## Required task A
Please say whether each of these statements agrees with the AMCL kidnap recovery text, giving yes or no plus the deciding words quoted from it: (i) The project is built for ROS2 Humble. (ii) When the robot gets lost, the system searches the entire map. (iii) Candidates with lower scan likelihood scores align better with the map.

## Selected passage
|---|

Trajectory-Biased Kidnap Recovery for AMCL

A ROS2 Humble project that helps a robot recover when it gets "kidnapped" (suddenly moved to an unknown location) in a warehouse environment.

Demo

Videos:

• Recovery Example 1
• Recovery Example 2

Videos show the robot being teleported (kidnapped) and the recovery system detecting the event and re-localizing along the trajectory.

The Problem

In warehouse environments, many areas look the same to a robot's laser scanner: rows of shelves, repeating aisles, similar corners. This is called perceptual aliasing. When a robot gets lost in such an environment, standard localization recovery struggles because multiple locations match the sensor readings equally well.

Our Solution

We exploit the fact that warehouse robots follow known, repetitive trajectories. When the robot gets lost, instead of searching the entire map, we only search along the path it was supposed to be on.

How it works:

1. Likelihood Field Construction: At startup, we build a distance transform from the occupancy grid map. This precomputes the distance to the nearest obstacle for every cell, enabling fast scan likelihood computation.

2. Kidnap Detection: We continuously compute the likelihood of the current laser scan given AMCL's believed pose. When this likelihood drops significantly (scan doesn't match where AMCL thinks we are), we also monitor AMCL's covariance. When uncertainty spikes above a threshold, we trigger recovery.

3. Trajectory-Biased Candidate Sampling: Instead of searching globally, we sample candidate positions along the robot's known trajectory. Points are sampled at regular intervals along path segments between waypoints, with additional lateral samples to cover nearby positions.

4. Scan Matching & Likelihood Scoring: For each candidate pose, we project the current laser scan endpoints and look up distances in our precomputed likelihood field. Candidates are ranked by their scan likelihood score. Higher scores mean better alignment with the map.

|---|

## Required task B
Identify each line of the records containing the string "chest", and copy those lines out. Case counts.

[Coordinate annotation records]
|---|

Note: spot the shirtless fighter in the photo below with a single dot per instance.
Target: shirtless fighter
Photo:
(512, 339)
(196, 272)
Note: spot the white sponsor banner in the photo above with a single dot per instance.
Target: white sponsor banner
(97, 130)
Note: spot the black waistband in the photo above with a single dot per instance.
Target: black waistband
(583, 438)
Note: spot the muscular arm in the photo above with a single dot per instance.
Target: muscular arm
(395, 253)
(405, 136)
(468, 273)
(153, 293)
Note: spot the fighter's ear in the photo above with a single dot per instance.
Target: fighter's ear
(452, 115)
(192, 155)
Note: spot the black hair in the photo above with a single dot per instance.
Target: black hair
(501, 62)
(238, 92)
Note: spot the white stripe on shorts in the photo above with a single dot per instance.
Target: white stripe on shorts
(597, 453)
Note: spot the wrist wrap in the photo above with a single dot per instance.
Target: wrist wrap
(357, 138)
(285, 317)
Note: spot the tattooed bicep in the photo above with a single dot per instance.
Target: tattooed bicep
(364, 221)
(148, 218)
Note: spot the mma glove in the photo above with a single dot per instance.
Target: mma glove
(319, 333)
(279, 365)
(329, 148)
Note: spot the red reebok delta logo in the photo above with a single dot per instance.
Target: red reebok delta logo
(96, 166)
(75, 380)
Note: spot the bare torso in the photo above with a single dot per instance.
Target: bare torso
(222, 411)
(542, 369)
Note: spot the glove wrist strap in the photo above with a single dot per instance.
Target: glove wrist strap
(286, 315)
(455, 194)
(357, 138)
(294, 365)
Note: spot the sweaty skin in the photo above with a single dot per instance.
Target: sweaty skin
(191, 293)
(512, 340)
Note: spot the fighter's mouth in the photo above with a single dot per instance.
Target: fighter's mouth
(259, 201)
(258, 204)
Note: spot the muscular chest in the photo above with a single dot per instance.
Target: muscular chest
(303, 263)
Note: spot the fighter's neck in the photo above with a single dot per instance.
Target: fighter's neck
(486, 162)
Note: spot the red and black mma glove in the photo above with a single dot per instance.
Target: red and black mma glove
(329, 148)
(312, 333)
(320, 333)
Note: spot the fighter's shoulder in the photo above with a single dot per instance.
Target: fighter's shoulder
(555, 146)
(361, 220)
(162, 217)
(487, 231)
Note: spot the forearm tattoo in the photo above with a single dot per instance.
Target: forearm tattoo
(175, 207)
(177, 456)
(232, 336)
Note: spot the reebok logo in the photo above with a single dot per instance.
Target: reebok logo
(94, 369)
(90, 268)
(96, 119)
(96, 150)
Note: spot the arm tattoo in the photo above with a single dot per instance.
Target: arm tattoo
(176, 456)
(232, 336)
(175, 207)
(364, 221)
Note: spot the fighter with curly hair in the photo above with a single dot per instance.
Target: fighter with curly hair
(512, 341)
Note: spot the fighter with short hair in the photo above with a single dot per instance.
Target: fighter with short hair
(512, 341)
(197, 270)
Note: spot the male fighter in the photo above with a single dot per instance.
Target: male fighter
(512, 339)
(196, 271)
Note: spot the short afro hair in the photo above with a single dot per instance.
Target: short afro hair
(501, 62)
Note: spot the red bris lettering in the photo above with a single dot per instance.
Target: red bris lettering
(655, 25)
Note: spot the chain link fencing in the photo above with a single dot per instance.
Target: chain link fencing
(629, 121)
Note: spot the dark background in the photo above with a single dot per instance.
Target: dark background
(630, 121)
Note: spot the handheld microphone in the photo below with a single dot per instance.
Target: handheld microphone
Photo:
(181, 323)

|---|

## Written reply A
(i) Yes: "A ROS2 Humble project that helps a robot recover when it gets "kidnapped""
(ii) No: "instead of searching the entire map, we only search along the path it was supposed to be on."
(iii) No: "Higher scores mean better alignment with the map."

## Written reply B
Note: spot the muscular chest in the photo above with a single dot per instance.
Target: muscular chest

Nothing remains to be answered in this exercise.